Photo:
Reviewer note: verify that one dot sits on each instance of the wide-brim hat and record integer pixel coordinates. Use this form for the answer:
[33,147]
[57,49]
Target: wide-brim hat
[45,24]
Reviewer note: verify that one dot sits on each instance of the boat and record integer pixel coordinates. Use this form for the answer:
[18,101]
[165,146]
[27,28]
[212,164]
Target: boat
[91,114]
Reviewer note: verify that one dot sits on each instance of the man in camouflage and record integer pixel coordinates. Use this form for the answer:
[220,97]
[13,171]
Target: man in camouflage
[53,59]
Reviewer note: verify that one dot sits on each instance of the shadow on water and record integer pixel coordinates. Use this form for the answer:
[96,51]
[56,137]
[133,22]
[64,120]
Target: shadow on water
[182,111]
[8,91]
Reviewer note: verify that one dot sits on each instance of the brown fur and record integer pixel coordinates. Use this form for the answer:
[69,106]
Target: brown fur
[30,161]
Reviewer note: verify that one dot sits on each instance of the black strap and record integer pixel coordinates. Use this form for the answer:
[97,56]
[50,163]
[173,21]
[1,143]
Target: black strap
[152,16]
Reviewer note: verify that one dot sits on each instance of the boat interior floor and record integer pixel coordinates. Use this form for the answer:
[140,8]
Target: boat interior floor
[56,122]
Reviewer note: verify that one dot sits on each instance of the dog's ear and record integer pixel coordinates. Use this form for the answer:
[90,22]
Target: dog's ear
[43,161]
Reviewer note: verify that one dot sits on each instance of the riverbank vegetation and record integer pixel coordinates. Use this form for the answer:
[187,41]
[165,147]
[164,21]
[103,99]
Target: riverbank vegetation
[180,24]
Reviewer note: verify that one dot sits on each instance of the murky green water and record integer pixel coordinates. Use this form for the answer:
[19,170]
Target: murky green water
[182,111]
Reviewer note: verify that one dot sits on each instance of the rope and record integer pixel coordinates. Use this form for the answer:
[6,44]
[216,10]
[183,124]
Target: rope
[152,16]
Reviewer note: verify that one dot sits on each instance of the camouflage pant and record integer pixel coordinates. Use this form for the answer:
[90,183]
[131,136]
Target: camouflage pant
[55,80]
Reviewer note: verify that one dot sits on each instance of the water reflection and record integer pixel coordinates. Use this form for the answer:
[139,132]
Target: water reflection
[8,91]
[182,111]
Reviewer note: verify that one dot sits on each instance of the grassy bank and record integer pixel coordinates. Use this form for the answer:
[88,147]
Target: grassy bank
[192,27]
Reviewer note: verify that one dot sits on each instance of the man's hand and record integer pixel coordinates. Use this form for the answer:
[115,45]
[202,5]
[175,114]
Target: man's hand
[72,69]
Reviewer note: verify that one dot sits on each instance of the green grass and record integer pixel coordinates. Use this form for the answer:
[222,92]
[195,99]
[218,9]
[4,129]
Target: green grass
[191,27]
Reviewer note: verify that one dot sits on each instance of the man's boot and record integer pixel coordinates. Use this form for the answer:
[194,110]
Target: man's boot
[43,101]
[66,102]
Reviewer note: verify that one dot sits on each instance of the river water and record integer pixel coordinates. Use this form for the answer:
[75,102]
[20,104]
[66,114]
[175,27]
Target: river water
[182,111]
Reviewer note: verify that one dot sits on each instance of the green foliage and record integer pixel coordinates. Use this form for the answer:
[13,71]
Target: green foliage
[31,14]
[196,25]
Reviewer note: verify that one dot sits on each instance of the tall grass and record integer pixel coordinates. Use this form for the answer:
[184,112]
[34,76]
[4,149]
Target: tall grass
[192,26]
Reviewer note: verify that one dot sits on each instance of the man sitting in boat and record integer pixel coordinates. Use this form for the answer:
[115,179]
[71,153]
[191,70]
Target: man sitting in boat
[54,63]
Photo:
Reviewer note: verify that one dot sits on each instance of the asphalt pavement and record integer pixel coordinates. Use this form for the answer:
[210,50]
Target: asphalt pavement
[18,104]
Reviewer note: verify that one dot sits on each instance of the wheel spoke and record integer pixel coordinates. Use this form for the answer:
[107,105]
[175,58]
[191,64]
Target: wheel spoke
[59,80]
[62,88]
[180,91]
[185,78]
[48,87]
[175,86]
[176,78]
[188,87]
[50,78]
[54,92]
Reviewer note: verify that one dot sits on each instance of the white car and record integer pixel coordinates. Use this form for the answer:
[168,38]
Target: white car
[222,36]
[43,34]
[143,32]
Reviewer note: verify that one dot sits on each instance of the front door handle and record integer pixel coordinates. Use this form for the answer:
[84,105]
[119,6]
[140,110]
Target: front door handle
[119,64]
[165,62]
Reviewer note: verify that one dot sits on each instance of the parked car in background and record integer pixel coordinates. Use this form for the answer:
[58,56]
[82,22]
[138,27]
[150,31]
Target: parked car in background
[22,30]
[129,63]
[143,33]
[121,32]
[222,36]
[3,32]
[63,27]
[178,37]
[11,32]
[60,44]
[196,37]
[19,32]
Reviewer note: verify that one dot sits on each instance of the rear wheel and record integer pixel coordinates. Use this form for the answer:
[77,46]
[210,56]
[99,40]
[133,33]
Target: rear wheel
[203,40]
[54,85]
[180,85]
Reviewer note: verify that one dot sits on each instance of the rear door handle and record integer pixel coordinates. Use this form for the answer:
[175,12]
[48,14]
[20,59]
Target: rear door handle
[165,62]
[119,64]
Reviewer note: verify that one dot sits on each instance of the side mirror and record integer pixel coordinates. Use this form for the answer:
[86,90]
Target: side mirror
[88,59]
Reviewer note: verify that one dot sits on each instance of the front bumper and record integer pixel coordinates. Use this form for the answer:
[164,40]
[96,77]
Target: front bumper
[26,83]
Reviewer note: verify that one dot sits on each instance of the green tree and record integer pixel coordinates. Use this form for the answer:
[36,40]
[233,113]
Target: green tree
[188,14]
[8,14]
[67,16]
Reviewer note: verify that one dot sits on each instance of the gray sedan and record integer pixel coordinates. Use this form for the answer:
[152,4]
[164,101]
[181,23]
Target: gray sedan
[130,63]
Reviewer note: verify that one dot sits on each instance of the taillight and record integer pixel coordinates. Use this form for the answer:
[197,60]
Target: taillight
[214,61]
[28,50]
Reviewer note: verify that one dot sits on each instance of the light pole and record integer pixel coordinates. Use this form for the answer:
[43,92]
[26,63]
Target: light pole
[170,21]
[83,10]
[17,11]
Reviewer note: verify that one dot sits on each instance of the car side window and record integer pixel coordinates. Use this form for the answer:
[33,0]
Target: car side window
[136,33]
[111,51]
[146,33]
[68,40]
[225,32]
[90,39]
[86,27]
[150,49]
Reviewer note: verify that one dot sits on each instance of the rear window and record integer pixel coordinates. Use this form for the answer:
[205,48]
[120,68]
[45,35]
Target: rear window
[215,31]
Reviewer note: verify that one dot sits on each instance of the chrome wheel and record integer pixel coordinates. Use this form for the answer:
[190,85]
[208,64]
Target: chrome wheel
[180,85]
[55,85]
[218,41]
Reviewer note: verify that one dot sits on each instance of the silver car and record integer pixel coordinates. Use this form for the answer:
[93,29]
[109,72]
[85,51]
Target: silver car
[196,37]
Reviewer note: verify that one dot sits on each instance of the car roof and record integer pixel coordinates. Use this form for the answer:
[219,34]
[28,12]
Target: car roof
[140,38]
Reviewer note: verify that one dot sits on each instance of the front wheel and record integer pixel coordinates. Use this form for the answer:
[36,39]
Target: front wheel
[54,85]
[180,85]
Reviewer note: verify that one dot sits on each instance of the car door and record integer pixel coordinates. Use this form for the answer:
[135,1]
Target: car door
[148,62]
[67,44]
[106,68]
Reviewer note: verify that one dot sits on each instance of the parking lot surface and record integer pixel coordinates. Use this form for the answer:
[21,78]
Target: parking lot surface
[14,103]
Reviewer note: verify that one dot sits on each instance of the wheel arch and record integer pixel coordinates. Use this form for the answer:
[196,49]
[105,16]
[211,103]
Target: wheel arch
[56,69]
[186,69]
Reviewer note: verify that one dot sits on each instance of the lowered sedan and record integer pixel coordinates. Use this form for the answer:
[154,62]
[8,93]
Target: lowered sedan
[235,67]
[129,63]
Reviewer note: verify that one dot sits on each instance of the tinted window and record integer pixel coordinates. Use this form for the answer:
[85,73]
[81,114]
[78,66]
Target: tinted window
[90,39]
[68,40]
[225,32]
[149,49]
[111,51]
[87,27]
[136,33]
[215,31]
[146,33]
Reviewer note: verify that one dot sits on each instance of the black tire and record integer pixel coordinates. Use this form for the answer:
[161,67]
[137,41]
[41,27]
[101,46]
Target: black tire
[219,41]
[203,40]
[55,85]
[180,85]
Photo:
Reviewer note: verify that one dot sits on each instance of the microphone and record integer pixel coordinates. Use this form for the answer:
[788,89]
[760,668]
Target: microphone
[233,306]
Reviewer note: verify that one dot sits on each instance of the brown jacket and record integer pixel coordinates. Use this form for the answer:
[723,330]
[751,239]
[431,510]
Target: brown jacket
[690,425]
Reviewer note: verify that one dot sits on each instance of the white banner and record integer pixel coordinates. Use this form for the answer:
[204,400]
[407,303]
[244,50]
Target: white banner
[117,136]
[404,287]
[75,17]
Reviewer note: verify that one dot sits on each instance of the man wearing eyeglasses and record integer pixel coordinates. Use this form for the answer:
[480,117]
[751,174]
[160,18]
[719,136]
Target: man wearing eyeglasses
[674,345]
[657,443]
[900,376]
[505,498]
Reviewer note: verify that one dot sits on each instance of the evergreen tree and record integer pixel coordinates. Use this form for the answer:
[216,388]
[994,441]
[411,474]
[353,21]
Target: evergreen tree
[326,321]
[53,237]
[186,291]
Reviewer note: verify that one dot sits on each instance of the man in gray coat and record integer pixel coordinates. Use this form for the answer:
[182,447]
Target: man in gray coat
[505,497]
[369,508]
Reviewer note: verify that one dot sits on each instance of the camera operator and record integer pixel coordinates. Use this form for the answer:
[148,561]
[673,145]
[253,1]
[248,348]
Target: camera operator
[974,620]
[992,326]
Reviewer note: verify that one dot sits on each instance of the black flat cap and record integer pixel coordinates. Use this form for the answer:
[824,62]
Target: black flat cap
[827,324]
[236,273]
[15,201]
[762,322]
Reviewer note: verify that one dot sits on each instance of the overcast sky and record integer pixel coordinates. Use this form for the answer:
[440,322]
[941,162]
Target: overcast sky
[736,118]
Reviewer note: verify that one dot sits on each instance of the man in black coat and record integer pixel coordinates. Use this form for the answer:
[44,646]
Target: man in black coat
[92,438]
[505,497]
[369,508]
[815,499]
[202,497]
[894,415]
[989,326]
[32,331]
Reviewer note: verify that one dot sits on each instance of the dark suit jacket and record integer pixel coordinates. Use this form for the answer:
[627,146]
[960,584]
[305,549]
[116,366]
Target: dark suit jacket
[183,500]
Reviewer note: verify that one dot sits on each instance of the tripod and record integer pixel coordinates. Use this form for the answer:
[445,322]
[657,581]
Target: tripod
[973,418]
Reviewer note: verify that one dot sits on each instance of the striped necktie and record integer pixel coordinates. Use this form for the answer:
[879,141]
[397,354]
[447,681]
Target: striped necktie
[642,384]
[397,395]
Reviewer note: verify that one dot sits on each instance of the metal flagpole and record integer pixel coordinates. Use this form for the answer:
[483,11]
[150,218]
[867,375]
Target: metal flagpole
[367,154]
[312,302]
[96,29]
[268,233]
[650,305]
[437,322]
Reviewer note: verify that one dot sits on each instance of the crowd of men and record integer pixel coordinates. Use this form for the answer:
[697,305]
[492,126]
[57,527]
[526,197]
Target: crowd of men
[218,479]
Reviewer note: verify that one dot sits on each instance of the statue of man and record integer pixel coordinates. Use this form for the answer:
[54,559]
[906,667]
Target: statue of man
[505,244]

▶ **Task goal**:
Retype nothing except the lines from the line holding "of the metal" through the last line of the entries, both included.

▶ **Full answer**:
Reviewer note: verify that one dot sits on each instance of the metal flagpole and record integer pixel coordinates. Use this form for the answer:
[483,11]
[150,218]
[867,375]
Target: metal flagpole
[367,154]
[312,302]
[96,29]
[268,233]
[650,305]
[437,322]
Reviewer note: verify that one dot sits on each instance of the crowd of men and record integer pixel coordinates. Use this form for the answer:
[697,305]
[492,126]
[57,527]
[526,197]
Target: crowd of men
[218,479]
Reviewer note: verify that one dot sits on each instance of the statue of man and record integer pixel coordinates. Use this form for the answer:
[54,559]
[906,667]
Target: statue of man
[505,244]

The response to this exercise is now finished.